In the data below, find every line with the word "table" and copy it.

(Referring expression data)
========================================================================

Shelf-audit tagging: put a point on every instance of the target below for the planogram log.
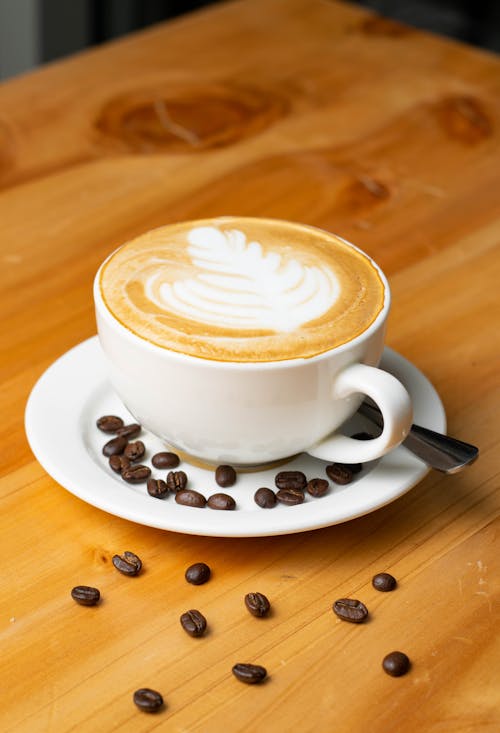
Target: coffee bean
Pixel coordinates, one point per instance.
(157, 488)
(265, 498)
(290, 497)
(136, 474)
(128, 563)
(165, 460)
(249, 673)
(194, 623)
(109, 423)
(362, 436)
(198, 573)
(135, 450)
(384, 582)
(115, 447)
(85, 595)
(225, 476)
(129, 431)
(291, 480)
(339, 473)
(119, 463)
(396, 664)
(221, 501)
(149, 701)
(317, 486)
(189, 497)
(176, 480)
(350, 609)
(257, 604)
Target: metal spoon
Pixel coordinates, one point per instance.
(439, 451)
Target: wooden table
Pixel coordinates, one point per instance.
(302, 109)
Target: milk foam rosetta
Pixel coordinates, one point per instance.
(242, 289)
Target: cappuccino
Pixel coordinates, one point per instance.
(239, 289)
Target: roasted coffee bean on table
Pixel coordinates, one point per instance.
(176, 480)
(339, 473)
(190, 497)
(136, 473)
(129, 431)
(265, 498)
(194, 623)
(396, 664)
(134, 451)
(350, 609)
(119, 463)
(317, 487)
(258, 604)
(249, 673)
(165, 459)
(128, 563)
(290, 497)
(85, 595)
(384, 582)
(198, 573)
(291, 480)
(221, 501)
(109, 423)
(157, 488)
(225, 476)
(115, 447)
(147, 700)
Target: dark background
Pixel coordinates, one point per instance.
(33, 32)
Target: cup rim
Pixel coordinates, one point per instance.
(183, 358)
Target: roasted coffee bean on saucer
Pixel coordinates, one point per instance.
(115, 447)
(251, 674)
(135, 450)
(147, 700)
(258, 604)
(291, 480)
(176, 480)
(290, 497)
(194, 623)
(197, 574)
(157, 488)
(339, 473)
(85, 595)
(128, 564)
(225, 476)
(265, 498)
(189, 497)
(109, 423)
(317, 487)
(396, 664)
(384, 582)
(165, 459)
(350, 609)
(119, 463)
(136, 473)
(221, 501)
(129, 431)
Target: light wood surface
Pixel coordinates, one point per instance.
(302, 109)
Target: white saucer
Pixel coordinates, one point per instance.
(60, 424)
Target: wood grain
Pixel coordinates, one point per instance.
(308, 110)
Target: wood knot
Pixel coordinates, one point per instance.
(463, 118)
(187, 118)
(377, 25)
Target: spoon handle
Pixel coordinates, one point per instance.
(439, 451)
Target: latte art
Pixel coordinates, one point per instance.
(242, 289)
(239, 287)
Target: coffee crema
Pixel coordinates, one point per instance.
(240, 289)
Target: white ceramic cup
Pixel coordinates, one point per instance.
(248, 414)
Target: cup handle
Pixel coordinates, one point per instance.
(394, 403)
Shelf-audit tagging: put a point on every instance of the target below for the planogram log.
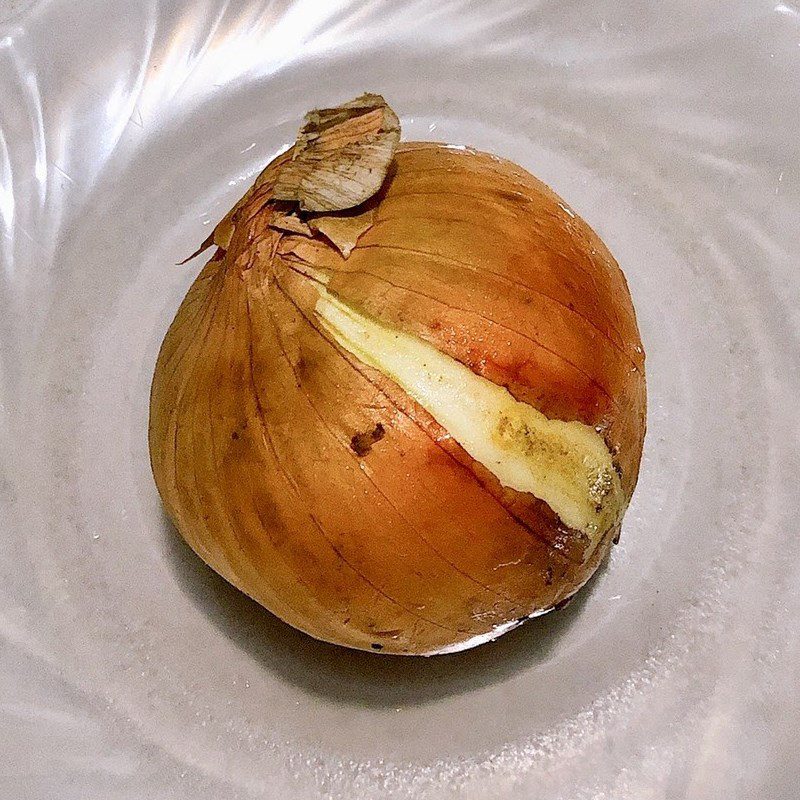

========================================================================

[Result of this exercise]:
Target: wooden table
Target: roasted coffee bean on table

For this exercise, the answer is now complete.